Requirement: From the line containing "Kindly outline every instance of the <item>woman" through the last line of the material, copy every line exactly, both ends inclusive; do not copy pictures.

Material to process:
:::

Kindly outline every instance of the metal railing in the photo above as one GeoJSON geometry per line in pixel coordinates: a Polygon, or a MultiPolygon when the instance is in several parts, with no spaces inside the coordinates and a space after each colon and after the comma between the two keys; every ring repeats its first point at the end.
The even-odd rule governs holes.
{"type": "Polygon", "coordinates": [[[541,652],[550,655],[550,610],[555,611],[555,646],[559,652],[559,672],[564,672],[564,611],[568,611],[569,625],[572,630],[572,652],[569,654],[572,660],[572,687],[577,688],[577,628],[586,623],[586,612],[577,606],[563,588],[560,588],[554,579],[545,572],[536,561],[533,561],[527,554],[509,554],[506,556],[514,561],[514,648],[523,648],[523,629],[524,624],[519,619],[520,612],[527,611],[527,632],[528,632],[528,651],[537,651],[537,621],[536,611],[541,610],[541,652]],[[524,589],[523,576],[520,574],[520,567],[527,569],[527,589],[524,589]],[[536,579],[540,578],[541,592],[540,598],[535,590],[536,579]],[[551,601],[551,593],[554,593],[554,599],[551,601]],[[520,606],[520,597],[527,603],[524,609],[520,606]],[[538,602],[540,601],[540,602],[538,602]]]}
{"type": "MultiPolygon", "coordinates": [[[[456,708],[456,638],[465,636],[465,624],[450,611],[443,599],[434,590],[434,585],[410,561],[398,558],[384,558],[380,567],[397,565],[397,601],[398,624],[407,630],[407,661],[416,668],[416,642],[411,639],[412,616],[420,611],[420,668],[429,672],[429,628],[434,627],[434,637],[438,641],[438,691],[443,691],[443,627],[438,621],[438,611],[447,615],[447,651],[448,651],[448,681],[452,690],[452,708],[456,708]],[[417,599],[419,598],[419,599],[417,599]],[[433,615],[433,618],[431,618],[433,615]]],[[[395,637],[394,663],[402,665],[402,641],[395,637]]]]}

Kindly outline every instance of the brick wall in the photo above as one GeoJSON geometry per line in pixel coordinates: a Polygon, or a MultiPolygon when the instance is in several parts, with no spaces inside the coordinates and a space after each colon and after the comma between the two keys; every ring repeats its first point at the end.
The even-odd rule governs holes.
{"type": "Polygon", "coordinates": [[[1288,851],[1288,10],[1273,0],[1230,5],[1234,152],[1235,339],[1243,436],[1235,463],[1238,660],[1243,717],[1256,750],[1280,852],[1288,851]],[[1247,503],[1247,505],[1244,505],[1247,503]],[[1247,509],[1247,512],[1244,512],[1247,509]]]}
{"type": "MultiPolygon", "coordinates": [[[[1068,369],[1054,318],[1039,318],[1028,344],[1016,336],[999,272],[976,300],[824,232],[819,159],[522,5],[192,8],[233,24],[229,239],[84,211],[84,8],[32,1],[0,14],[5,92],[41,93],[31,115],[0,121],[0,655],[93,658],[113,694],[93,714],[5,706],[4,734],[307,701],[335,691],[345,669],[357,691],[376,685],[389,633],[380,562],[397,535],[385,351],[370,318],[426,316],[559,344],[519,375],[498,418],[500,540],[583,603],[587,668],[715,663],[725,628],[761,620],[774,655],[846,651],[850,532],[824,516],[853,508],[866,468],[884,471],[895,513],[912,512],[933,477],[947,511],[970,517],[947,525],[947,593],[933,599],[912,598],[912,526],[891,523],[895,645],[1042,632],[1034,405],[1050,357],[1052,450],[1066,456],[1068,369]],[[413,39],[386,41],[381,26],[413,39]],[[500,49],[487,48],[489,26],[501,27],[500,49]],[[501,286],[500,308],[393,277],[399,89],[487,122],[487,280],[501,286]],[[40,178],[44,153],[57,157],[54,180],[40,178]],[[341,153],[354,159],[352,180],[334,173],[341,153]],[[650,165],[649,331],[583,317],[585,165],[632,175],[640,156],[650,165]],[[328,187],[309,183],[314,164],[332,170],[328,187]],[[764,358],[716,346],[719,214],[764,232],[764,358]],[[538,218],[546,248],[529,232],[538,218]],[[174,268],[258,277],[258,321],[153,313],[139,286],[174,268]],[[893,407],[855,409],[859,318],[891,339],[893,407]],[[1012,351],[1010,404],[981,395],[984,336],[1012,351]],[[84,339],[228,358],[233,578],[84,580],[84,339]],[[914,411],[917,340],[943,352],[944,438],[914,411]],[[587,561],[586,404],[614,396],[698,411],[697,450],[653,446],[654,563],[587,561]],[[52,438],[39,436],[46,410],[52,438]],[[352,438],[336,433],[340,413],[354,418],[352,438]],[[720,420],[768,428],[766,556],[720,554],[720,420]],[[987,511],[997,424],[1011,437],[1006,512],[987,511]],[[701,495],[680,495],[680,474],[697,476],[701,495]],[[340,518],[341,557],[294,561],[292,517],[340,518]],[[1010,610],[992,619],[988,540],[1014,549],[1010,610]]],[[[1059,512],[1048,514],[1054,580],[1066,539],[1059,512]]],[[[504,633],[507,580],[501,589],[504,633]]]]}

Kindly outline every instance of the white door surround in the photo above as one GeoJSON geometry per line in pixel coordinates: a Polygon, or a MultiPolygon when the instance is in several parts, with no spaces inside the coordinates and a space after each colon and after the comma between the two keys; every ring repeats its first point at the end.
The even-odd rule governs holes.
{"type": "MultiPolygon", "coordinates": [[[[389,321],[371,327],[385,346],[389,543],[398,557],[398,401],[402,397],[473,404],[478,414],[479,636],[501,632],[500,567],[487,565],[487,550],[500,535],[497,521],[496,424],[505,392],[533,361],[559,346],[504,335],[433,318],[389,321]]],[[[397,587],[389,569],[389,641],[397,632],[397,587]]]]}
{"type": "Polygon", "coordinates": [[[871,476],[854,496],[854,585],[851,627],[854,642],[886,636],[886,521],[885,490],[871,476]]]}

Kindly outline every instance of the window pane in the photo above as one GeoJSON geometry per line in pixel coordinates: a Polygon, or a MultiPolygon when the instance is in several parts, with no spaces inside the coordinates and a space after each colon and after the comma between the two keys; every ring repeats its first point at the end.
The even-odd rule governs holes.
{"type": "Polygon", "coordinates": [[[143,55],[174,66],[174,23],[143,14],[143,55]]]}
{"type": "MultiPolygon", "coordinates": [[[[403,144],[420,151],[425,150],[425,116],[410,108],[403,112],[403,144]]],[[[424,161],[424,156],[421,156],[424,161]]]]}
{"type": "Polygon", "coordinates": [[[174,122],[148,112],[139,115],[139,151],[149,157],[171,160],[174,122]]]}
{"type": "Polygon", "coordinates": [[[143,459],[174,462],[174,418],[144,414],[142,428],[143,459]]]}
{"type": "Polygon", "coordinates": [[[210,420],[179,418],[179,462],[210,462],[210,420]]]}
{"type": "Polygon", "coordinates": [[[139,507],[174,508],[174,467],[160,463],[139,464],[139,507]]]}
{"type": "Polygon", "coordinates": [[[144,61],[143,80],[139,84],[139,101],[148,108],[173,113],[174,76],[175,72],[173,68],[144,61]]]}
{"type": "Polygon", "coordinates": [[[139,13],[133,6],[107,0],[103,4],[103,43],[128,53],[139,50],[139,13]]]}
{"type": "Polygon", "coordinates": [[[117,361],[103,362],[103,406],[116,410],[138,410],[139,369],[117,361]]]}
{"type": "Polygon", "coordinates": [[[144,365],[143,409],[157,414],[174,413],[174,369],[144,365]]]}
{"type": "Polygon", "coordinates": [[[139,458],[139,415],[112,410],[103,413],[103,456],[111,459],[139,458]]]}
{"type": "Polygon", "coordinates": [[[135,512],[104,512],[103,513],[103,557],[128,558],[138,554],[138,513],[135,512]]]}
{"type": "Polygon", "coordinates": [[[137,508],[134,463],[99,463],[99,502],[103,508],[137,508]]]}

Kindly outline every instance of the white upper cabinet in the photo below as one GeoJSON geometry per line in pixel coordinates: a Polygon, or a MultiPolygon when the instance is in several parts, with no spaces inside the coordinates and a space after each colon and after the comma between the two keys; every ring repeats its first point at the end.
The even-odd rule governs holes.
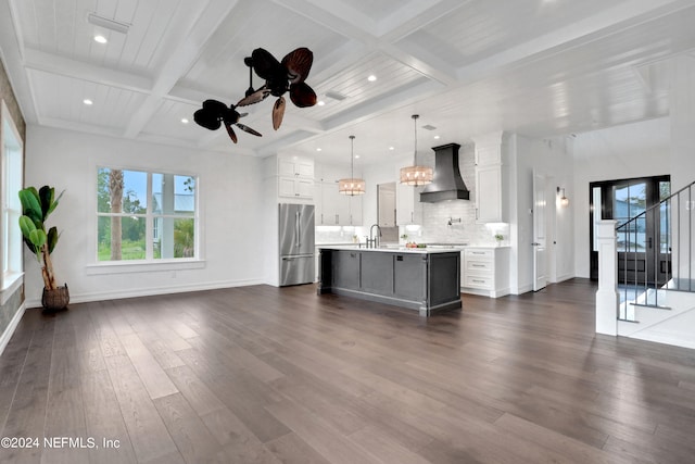
{"type": "Polygon", "coordinates": [[[507,162],[503,133],[475,138],[476,142],[476,222],[506,223],[507,162]]]}
{"type": "Polygon", "coordinates": [[[278,196],[311,200],[314,198],[314,160],[278,156],[278,196]]]}
{"type": "MultiPolygon", "coordinates": [[[[361,226],[362,196],[345,196],[338,191],[338,179],[346,177],[350,171],[333,165],[318,165],[314,191],[316,199],[316,225],[361,226]]],[[[355,175],[357,175],[355,173],[355,175]]]]}

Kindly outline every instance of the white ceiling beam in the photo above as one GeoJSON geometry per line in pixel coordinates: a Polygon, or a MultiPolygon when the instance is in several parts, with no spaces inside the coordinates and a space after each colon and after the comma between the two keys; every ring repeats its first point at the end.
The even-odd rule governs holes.
{"type": "MultiPolygon", "coordinates": [[[[134,138],[148,124],[162,104],[166,96],[192,63],[200,57],[204,45],[217,30],[222,22],[233,11],[238,1],[211,0],[207,4],[195,2],[195,16],[189,30],[177,30],[180,39],[169,52],[154,79],[151,95],[146,99],[138,112],[132,115],[125,130],[126,138],[134,138]]],[[[181,4],[188,4],[186,2],[181,4]]],[[[189,4],[190,7],[190,4],[189,4]]]]}

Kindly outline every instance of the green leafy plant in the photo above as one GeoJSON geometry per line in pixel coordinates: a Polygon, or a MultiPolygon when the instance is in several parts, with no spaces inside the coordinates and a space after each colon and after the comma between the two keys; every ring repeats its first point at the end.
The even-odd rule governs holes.
{"type": "Polygon", "coordinates": [[[22,202],[20,228],[24,236],[24,243],[36,254],[36,260],[41,265],[43,287],[49,290],[58,288],[51,253],[58,243],[60,234],[54,226],[47,231],[46,220],[55,210],[61,197],[63,197],[63,192],[55,198],[55,189],[49,186],[43,186],[39,190],[36,187],[20,190],[20,201],[22,202]]]}

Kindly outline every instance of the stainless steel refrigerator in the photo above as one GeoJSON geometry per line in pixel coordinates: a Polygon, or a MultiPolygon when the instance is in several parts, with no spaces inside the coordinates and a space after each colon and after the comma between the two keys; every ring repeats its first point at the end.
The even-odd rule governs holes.
{"type": "Polygon", "coordinates": [[[314,281],[314,205],[280,203],[280,286],[314,281]]]}

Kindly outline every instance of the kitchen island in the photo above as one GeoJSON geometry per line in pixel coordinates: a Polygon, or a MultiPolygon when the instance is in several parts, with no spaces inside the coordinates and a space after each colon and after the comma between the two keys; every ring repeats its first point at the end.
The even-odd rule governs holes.
{"type": "Polygon", "coordinates": [[[429,316],[458,309],[460,251],[428,248],[319,248],[318,294],[393,304],[429,316]]]}

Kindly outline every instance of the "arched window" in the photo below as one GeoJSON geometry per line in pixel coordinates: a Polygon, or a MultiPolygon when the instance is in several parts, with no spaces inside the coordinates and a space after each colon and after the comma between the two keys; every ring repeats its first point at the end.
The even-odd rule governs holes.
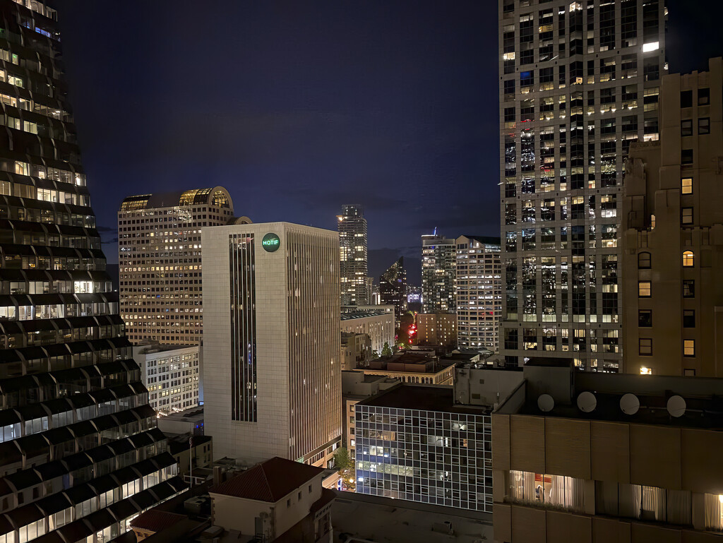
{"type": "Polygon", "coordinates": [[[638,269],[647,270],[650,268],[650,253],[641,252],[638,255],[638,269]]]}
{"type": "Polygon", "coordinates": [[[685,251],[683,254],[683,265],[685,268],[693,268],[695,265],[695,257],[693,251],[685,251]]]}

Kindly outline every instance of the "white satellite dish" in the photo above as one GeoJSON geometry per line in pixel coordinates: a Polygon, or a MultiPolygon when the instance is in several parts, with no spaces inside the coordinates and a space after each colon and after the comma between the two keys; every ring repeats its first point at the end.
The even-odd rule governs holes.
{"type": "Polygon", "coordinates": [[[620,409],[626,415],[634,415],[640,409],[640,400],[635,394],[628,393],[620,398],[620,409]]]}
{"type": "Polygon", "coordinates": [[[678,417],[685,412],[685,400],[675,395],[668,398],[668,413],[671,416],[678,417]]]}
{"type": "Polygon", "coordinates": [[[537,406],[541,411],[548,413],[555,407],[555,398],[549,394],[540,394],[537,398],[537,406]]]}
{"type": "Polygon", "coordinates": [[[597,398],[589,390],[581,393],[578,396],[578,409],[583,413],[591,413],[597,407],[597,398]]]}

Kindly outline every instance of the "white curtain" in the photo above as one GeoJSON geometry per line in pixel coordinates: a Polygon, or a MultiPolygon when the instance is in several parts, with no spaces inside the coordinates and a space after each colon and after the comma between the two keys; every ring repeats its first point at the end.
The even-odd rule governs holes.
{"type": "Polygon", "coordinates": [[[665,521],[665,490],[656,487],[642,487],[643,521],[665,521]]]}
{"type": "Polygon", "coordinates": [[[717,494],[706,494],[705,497],[706,529],[723,530],[723,504],[717,494]]]}

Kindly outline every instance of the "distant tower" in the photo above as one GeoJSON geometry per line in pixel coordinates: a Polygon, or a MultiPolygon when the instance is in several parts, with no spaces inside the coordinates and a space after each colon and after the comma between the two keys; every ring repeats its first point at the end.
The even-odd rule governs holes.
{"type": "Polygon", "coordinates": [[[121,316],[138,344],[202,339],[201,228],[227,224],[223,187],[129,196],[118,211],[121,316]]]}
{"type": "Polygon", "coordinates": [[[456,245],[437,234],[422,236],[422,312],[454,313],[456,245]]]}
{"type": "Polygon", "coordinates": [[[343,205],[339,223],[341,304],[367,305],[367,219],[361,205],[343,205]]]}
{"type": "Polygon", "coordinates": [[[394,306],[394,321],[398,327],[407,302],[404,257],[400,257],[380,276],[379,294],[382,305],[394,306]]]}

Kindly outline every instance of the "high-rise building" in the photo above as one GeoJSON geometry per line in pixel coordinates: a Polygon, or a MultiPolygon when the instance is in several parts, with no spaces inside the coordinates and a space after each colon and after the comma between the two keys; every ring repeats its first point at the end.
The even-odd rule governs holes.
{"type": "Polygon", "coordinates": [[[168,415],[198,406],[203,399],[202,354],[200,345],[150,343],[133,347],[133,359],[140,367],[151,407],[168,415]]]}
{"type": "Polygon", "coordinates": [[[625,156],[658,139],[663,0],[499,0],[508,364],[617,371],[625,156]]]}
{"type": "Polygon", "coordinates": [[[2,0],[0,27],[0,542],[108,541],[184,484],[106,273],[57,12],[2,0]]]}
{"type": "Polygon", "coordinates": [[[341,436],[339,241],[288,223],[203,228],[204,424],[214,454],[327,466],[341,436]]]}
{"type": "Polygon", "coordinates": [[[621,236],[628,373],[723,375],[722,64],[665,76],[660,140],[630,146],[621,236]]]}
{"type": "Polygon", "coordinates": [[[500,352],[500,238],[460,236],[457,244],[457,345],[500,352]]]}
{"type": "Polygon", "coordinates": [[[454,313],[454,239],[437,234],[422,236],[422,312],[454,313]]]}
{"type": "Polygon", "coordinates": [[[394,306],[394,322],[398,327],[402,315],[406,312],[407,304],[404,257],[400,257],[380,275],[379,298],[381,305],[394,306]]]}
{"type": "Polygon", "coordinates": [[[130,196],[118,212],[121,316],[134,343],[200,344],[201,228],[228,224],[222,187],[130,196]]]}
{"type": "Polygon", "coordinates": [[[367,261],[367,219],[361,205],[342,205],[336,215],[339,227],[339,273],[341,304],[369,304],[367,261]]]}

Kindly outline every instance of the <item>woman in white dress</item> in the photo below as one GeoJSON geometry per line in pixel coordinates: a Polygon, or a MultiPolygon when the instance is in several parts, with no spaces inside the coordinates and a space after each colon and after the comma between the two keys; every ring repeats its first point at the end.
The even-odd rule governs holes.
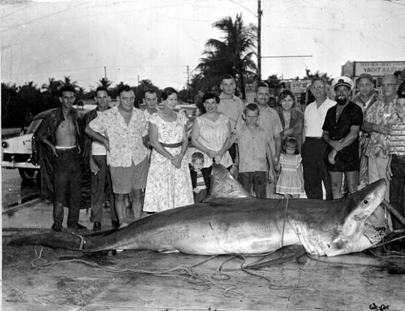
{"type": "Polygon", "coordinates": [[[191,142],[204,155],[204,167],[210,167],[213,159],[230,168],[233,164],[228,149],[232,146],[230,123],[228,117],[217,111],[219,97],[207,92],[202,96],[206,112],[196,118],[191,142]]]}
{"type": "Polygon", "coordinates": [[[177,92],[171,87],[161,95],[163,109],[149,120],[152,147],[143,211],[159,212],[194,203],[189,164],[184,159],[189,121],[174,109],[177,92]]]}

:::

Result:
Kindly outline every instance of the <item>woman in white dress</item> in the photo below as one GeoJSON geometry per line in pixel coordinates: a Polygon, or a MultiPolygon when the instance is in several parts, with no spaces inside the coordinates and a space after each colon and after the comma between the two keys; every ring repeats its first point at the end.
The even-odd rule governs holes.
{"type": "Polygon", "coordinates": [[[191,142],[204,155],[204,167],[210,167],[213,159],[230,168],[233,164],[228,149],[232,146],[230,123],[228,117],[217,111],[219,97],[207,92],[202,96],[206,112],[196,118],[191,142]]]}
{"type": "Polygon", "coordinates": [[[177,92],[171,87],[161,95],[163,109],[149,120],[152,147],[143,211],[159,212],[194,203],[189,164],[184,159],[189,121],[174,109],[177,92]]]}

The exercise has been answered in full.